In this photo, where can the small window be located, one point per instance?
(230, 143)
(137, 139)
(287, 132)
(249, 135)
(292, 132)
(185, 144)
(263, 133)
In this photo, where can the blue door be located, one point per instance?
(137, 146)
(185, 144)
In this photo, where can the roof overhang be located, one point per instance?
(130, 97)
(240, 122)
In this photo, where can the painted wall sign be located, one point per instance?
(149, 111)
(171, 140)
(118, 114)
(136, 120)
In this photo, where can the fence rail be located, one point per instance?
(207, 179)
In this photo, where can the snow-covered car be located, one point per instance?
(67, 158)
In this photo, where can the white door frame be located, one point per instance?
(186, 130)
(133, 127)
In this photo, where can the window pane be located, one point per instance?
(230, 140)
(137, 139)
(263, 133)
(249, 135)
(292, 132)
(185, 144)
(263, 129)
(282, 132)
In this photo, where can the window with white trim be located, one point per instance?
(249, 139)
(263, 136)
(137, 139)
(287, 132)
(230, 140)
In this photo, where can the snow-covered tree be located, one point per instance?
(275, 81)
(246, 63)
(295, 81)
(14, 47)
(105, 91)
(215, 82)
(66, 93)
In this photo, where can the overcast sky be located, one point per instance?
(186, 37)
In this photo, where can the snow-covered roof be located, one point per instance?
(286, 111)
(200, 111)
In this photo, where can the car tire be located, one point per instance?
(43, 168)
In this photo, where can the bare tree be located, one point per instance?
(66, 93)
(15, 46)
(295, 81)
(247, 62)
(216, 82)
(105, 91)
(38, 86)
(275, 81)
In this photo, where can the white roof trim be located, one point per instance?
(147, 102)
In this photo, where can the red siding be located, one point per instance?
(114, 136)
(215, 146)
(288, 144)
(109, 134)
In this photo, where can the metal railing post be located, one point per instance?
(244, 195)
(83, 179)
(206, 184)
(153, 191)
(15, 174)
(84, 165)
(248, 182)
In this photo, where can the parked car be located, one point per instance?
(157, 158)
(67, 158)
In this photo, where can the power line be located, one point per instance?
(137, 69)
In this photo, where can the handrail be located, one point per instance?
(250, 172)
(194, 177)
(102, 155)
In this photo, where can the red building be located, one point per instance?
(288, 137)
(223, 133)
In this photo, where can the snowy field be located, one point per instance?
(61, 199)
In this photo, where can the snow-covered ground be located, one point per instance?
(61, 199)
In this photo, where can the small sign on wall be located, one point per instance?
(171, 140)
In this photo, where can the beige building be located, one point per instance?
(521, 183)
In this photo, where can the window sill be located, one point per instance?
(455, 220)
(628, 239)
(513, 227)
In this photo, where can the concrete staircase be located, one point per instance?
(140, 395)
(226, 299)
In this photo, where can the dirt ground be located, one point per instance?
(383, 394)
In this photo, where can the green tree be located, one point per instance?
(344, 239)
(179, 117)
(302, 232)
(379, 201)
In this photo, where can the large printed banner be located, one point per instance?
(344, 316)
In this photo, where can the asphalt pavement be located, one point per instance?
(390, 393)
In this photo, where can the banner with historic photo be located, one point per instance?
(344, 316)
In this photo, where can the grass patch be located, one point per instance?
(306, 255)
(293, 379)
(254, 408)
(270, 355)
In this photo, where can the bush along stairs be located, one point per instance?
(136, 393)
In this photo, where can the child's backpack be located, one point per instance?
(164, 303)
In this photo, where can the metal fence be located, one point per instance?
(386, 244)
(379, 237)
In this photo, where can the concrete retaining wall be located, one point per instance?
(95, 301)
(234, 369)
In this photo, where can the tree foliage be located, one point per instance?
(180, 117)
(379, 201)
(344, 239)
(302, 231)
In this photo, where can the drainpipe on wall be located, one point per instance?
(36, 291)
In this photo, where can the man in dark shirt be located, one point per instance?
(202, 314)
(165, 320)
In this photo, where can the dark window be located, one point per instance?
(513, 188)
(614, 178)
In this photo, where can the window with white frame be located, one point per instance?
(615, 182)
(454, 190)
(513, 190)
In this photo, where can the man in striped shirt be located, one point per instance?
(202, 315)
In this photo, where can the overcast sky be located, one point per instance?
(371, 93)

◇ ◇ ◇

Rewrite all the lines above, replacing "overcast sky" with "cloudy sky" and leaving everything else untouched.

In this photo, where can the small window be located, one point per instance?
(230, 143)
(137, 139)
(287, 132)
(249, 135)
(292, 132)
(185, 144)
(263, 133)
In this photo, where can the blue door be located, one point per instance?
(137, 146)
(185, 144)
In this photo, where can the roof overhang be located, one point per instance?
(130, 97)
(240, 122)
In this photo, where can the painted wall sign be located, one point per instance?
(149, 111)
(171, 140)
(118, 114)
(136, 120)
In this photo, where can the fence rail be located, one point per instance?
(207, 179)
In this photo, where can the snow-covered car be located, one point per instance?
(67, 158)
In this photo, where can the white door frame be located, one point per instance?
(186, 130)
(133, 127)
In this photo, where can the window pane be located, one point per instance?
(230, 140)
(137, 139)
(263, 133)
(249, 135)
(292, 132)
(185, 144)
(263, 129)
(282, 132)
In this photo, where can the window with white trim be located, one point per instance?
(249, 139)
(263, 136)
(137, 139)
(287, 132)
(230, 140)
In this photo, where can the snow-covered tree be located, one point per instance?
(275, 81)
(246, 63)
(295, 81)
(14, 47)
(105, 91)
(215, 82)
(66, 93)
In this photo, where can the cloudy sky be located, one point per instance?
(186, 37)
In this photo, where can the snow-covered roof be located, one point per instance?
(286, 111)
(200, 111)
In this photo, where can the car tire be located, one point per instance?
(43, 168)
In this photo, where can the bare tree be located, one point per instance?
(66, 93)
(15, 46)
(295, 81)
(247, 62)
(216, 82)
(105, 91)
(38, 86)
(275, 81)
In this photo, where can the white roof trim be located, one point per instance?
(147, 102)
In this photo, where can the red siding be located, one point per instance?
(114, 136)
(215, 146)
(288, 144)
(109, 134)
In this photo, where can the metal railing post be located, one point per instance?
(244, 195)
(83, 179)
(206, 184)
(153, 191)
(15, 174)
(84, 165)
(248, 182)
In this photo, where can the parked car be located, one point per instance?
(157, 158)
(67, 158)
In this photo, where can the power line be located, one point per instance?
(137, 69)
In this photo, where can the handrail be located, one point per instance?
(250, 172)
(194, 177)
(102, 155)
In this photo, where can the red building be located, one point per instance?
(288, 137)
(223, 133)
In this photo, where can the snowy field be located, one point per instance?
(61, 199)
In this photo, where can the snow-covered ground be located, one point per instance?
(61, 199)
In this photo, where can the small sign on wall be located, one point per instance?
(171, 140)
In this photo, where can the beige building be located, one point per instance?
(521, 183)
In this photo, where can the window sill be located, one point per instance?
(455, 220)
(628, 239)
(513, 227)
In this photo, where can the concrete staircase be located, one point per instance?
(140, 395)
(226, 299)
In this photo, where can the dirt ground be located, one point per instance?
(383, 394)
In this photo, where can the green tree be located, one point per instance?
(344, 239)
(179, 117)
(302, 232)
(379, 201)
In this photo, where can the large printed banner be located, one point per instance?
(344, 316)
In this photo, where can the asphalt pavement be located, one point per instance?
(390, 393)
In this photo, where can the banner with historic photo be located, one point per instance?
(344, 316)
In this photo, where can the grass patch be located, one point per instance?
(306, 255)
(293, 379)
(254, 408)
(270, 355)
In this photo, where can the bush along stairs be located, one point per instance?
(136, 393)
In this photo, where can the child's backpack be located, one point per instance?
(164, 303)
In this photo, where can the metal fence be located, one point per instance?
(386, 244)
(379, 237)
In this photo, where can the concrete retaining wall be located, one point per instance?
(95, 301)
(234, 369)
In this photo, where can the tree foliage be located, one point per instance?
(180, 117)
(379, 201)
(344, 239)
(302, 231)
In this photo, where can the drainpipe on wall be located, one point per instance?
(36, 291)
In this photo, where can the man in dark shirt be located, one point per instance?
(202, 314)
(165, 320)
In this photo, where can the dark window be located, one point per instance?
(513, 188)
(614, 178)
In this photo, where can the window with white frame be located, one point per instance?
(615, 182)
(454, 190)
(513, 190)
In this photo, where can the man in striped shirt be located, one point per instance?
(202, 315)
In this photo, where can the cloudy sky be located, one point per instance?
(371, 93)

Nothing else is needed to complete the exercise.